_Document segment_.
75. Proposed rules: Current State aid policy authorises aid when it is passed on to final beneficiaries. The Commission considers that if intermediaries make a minimal profit, the principle of no aid can apply to them.

76. As with R&D, innovation intermediaries may carry out activities which are in the public interest but which cannot be clearly separated from economic activities and therefore fall under State aid rules. Where such activities are not market-oriented and do not create selective advantages for the benefit of individual undertakings, they could qualify for 100% State funding.

77. State aid may be authorised only where the following conditions are fulfilled:

78. Aid should only be used to purchase a set of well-defined services. Such aid should be part of schemes which would specify the precise services that could be entitled to State aid. Such services might include:

79. research and identification of innovative projects;

80. business advisory services such as: research, identification of and connection with suitable business location (e.g. in a cluster) and/or business partners; strategic advisory and training during incubation and after creation; technological assistance for innovative projects; consultancy for acquisition, protection and trade in Intellectual Property Rights and for licensing agreements; consultancy on the use of standards,

81. provision of facilities such as: office space; data banks for the search of existing technologies and of partners for transfer of technology; quality labelling, testing and certification services;

82. Aid should only be used to purchase these services from clearly defined Innovation Intermediaries. Building on the example of the European BIC Network, the Commission proposes to define ‘innovation intermediaries’ on the basis of the services they provide, as support organisations (public or private) for innovative SMEs and entrepreneurs. To qualify as an innovation intermediary, a legal entity should provide in particular:

83. specific services as defined above;

84. at least one of the following types of infrastructure: physical incubation for innovative projects (fully equipped offices); training facilities; laboratory facilities; testing and certification facilities;

85. dissemination of services provided and results obtained

86. SMEs could receive State aid through a kind of “innovation services voucher” of a maximum of € 200 000 over a three-year period (irrespective of possible de minimis contributions) in order to buy services from innovation intermediaries up to that ceiling.

_Your task_. Condense the paragraph of the state aid excerpt that begins "As with R&D, innovation intermediaries" into a short list that keeps its main facts. The lines that come next are drawn from a separate source.

_Material shown_.
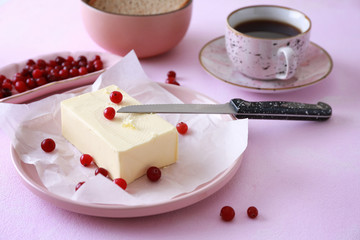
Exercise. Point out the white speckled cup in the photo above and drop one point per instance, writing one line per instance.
(267, 58)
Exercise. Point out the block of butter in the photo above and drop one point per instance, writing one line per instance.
(128, 144)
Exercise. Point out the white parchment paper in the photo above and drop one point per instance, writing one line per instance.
(211, 146)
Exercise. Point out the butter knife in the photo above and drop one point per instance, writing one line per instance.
(239, 108)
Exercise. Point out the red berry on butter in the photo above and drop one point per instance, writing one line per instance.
(102, 171)
(120, 182)
(116, 97)
(86, 160)
(109, 113)
(48, 145)
(153, 174)
(252, 212)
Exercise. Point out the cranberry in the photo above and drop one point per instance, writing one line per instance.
(79, 185)
(20, 86)
(64, 73)
(18, 77)
(5, 93)
(82, 59)
(227, 213)
(182, 127)
(30, 62)
(70, 59)
(109, 113)
(30, 83)
(86, 159)
(59, 60)
(41, 63)
(83, 70)
(37, 73)
(116, 97)
(102, 171)
(74, 72)
(153, 174)
(90, 67)
(41, 81)
(52, 63)
(171, 74)
(252, 212)
(48, 145)
(120, 182)
(97, 57)
(98, 64)
(172, 81)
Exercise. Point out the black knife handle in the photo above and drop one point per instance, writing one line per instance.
(281, 110)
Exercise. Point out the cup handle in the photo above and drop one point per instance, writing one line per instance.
(289, 62)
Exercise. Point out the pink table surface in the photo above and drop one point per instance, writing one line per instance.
(304, 177)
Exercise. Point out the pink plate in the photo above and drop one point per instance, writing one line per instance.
(56, 87)
(33, 182)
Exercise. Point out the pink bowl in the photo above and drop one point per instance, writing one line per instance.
(148, 35)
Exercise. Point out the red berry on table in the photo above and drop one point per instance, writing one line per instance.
(40, 81)
(120, 182)
(74, 72)
(252, 212)
(153, 174)
(83, 70)
(59, 60)
(102, 171)
(182, 127)
(20, 86)
(172, 81)
(48, 145)
(31, 83)
(171, 74)
(36, 73)
(109, 113)
(86, 159)
(7, 84)
(98, 65)
(79, 185)
(30, 62)
(116, 96)
(64, 73)
(227, 213)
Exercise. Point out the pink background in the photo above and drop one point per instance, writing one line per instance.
(304, 177)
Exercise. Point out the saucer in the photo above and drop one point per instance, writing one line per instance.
(316, 67)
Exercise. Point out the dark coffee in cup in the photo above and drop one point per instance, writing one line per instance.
(267, 29)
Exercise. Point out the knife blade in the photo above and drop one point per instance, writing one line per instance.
(239, 108)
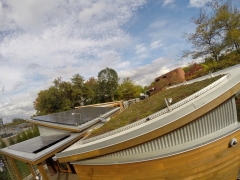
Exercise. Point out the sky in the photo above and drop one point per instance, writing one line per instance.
(42, 40)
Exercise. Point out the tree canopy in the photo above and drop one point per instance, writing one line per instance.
(108, 83)
(215, 33)
(65, 95)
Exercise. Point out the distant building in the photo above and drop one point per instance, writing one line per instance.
(173, 77)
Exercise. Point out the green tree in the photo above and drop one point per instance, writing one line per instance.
(18, 138)
(227, 20)
(11, 141)
(91, 86)
(128, 90)
(29, 134)
(205, 40)
(24, 136)
(108, 83)
(35, 131)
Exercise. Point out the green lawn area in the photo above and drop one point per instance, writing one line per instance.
(151, 105)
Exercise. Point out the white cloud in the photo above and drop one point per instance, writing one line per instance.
(167, 2)
(140, 49)
(198, 3)
(42, 40)
(156, 44)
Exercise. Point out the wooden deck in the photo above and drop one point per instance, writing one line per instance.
(63, 176)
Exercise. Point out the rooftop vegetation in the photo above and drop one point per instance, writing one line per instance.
(151, 105)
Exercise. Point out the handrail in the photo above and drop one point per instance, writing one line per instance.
(159, 113)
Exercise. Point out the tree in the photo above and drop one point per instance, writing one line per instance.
(29, 134)
(19, 138)
(35, 131)
(227, 19)
(216, 33)
(2, 143)
(108, 83)
(206, 39)
(24, 136)
(128, 90)
(11, 141)
(91, 86)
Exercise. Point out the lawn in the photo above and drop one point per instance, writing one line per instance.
(151, 105)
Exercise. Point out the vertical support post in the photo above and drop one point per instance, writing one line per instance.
(167, 104)
(42, 171)
(32, 171)
(15, 168)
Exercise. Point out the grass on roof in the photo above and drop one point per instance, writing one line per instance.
(151, 105)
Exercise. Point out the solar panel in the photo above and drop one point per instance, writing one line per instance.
(39, 143)
(73, 117)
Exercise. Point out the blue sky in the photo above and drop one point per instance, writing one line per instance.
(41, 40)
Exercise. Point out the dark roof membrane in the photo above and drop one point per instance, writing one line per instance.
(73, 117)
(39, 143)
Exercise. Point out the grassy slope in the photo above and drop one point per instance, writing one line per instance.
(151, 105)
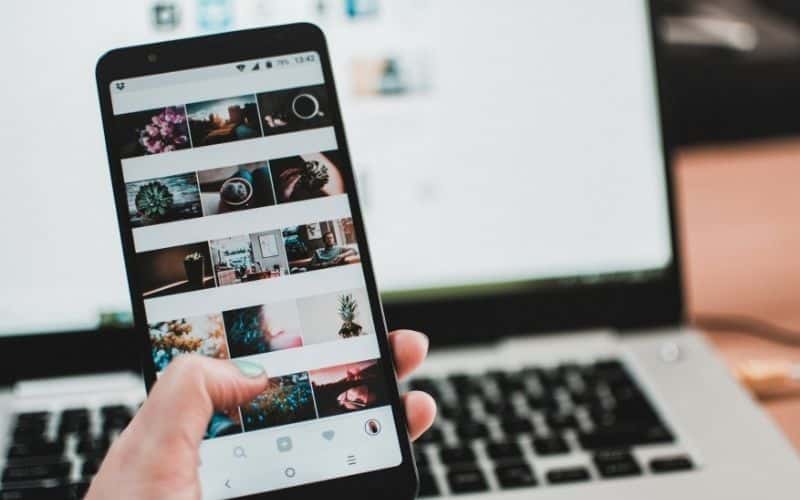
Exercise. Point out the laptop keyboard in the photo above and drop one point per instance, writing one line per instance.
(540, 426)
(499, 430)
(55, 455)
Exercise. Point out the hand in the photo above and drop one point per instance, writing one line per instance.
(157, 455)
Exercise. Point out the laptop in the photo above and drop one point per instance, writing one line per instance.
(515, 166)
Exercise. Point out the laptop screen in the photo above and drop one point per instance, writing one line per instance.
(495, 148)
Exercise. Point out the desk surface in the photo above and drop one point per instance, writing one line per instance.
(738, 208)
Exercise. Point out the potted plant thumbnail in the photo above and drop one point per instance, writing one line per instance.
(314, 176)
(194, 264)
(154, 200)
(348, 309)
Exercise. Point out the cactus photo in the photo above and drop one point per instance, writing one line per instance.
(153, 131)
(155, 201)
(295, 109)
(307, 176)
(335, 316)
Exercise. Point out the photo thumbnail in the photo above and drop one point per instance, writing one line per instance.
(249, 257)
(308, 176)
(223, 120)
(167, 271)
(321, 245)
(286, 400)
(351, 387)
(241, 187)
(151, 132)
(263, 328)
(165, 199)
(335, 316)
(295, 109)
(204, 335)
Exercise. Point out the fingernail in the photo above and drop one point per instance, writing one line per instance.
(248, 369)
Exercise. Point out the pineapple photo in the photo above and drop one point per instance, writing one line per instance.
(348, 310)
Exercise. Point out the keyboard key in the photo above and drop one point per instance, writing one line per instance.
(498, 407)
(616, 463)
(88, 445)
(58, 470)
(457, 454)
(33, 416)
(515, 475)
(624, 436)
(671, 464)
(551, 445)
(567, 475)
(465, 385)
(503, 449)
(115, 423)
(426, 385)
(74, 421)
(115, 410)
(507, 382)
(471, 429)
(452, 411)
(561, 421)
(427, 484)
(468, 480)
(542, 402)
(516, 425)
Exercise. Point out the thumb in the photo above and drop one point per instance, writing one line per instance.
(190, 389)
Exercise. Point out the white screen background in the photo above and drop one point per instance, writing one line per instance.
(533, 153)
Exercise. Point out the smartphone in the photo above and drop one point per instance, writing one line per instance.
(243, 238)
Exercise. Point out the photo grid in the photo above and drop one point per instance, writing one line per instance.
(217, 121)
(235, 260)
(234, 188)
(265, 328)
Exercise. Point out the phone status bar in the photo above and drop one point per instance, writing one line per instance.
(276, 62)
(295, 62)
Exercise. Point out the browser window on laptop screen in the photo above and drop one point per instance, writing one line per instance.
(484, 163)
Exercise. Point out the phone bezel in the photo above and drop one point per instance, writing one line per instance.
(399, 482)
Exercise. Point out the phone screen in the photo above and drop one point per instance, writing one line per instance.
(245, 248)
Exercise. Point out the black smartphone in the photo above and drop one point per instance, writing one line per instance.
(243, 238)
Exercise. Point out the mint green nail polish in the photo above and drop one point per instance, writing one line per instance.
(248, 369)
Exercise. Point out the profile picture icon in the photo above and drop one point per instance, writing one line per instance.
(372, 427)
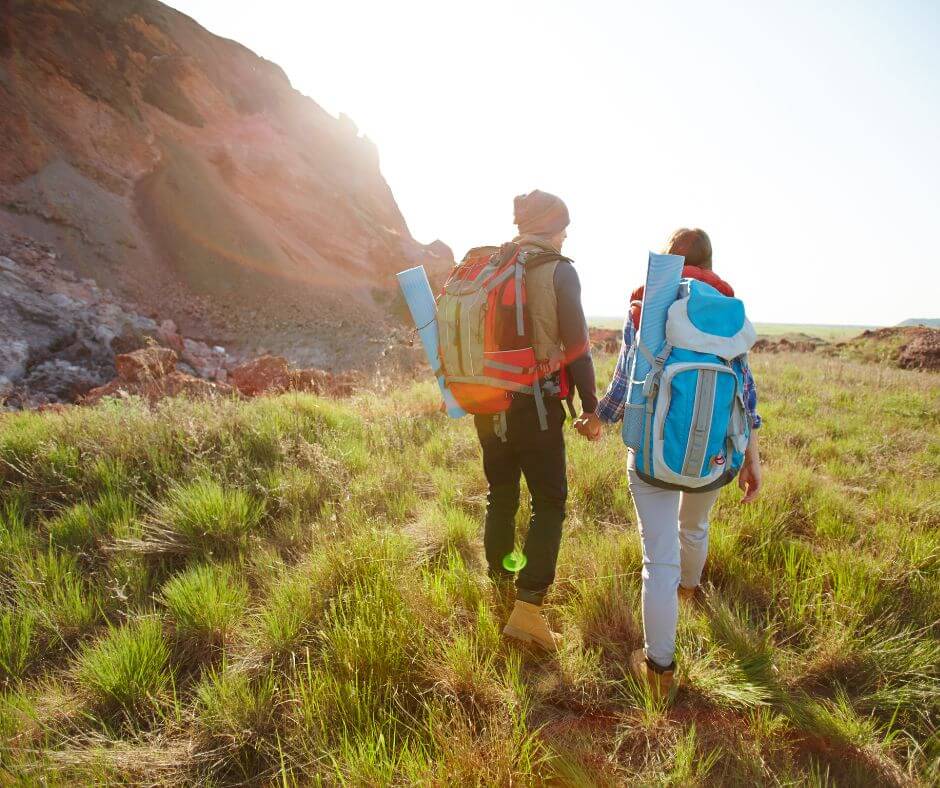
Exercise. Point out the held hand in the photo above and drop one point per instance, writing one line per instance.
(589, 426)
(749, 480)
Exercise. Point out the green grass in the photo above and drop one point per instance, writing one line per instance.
(291, 590)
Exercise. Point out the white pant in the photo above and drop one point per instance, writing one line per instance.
(674, 533)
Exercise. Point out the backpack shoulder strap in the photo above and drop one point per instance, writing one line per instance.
(534, 260)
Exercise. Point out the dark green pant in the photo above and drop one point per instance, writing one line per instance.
(539, 455)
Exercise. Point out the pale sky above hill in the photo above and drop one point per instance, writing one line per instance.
(803, 136)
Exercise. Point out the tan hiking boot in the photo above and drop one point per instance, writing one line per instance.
(527, 624)
(687, 595)
(659, 683)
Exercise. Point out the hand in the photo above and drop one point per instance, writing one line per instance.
(749, 480)
(589, 426)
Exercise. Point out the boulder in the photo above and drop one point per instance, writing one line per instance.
(264, 375)
(145, 364)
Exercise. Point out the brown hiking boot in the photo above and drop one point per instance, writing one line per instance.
(659, 682)
(687, 595)
(527, 624)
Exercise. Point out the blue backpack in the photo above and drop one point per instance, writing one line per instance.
(695, 426)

_Correct answer_.
- As with R&D, innovation intermediaries may carry out activities in the public interest.
- These activities cannot be clearly separated from economic activities, so State aid rules apply to them.
- Activities that are not market-oriented and give no selective advantage to individual undertakings could qualify for 100% State funding.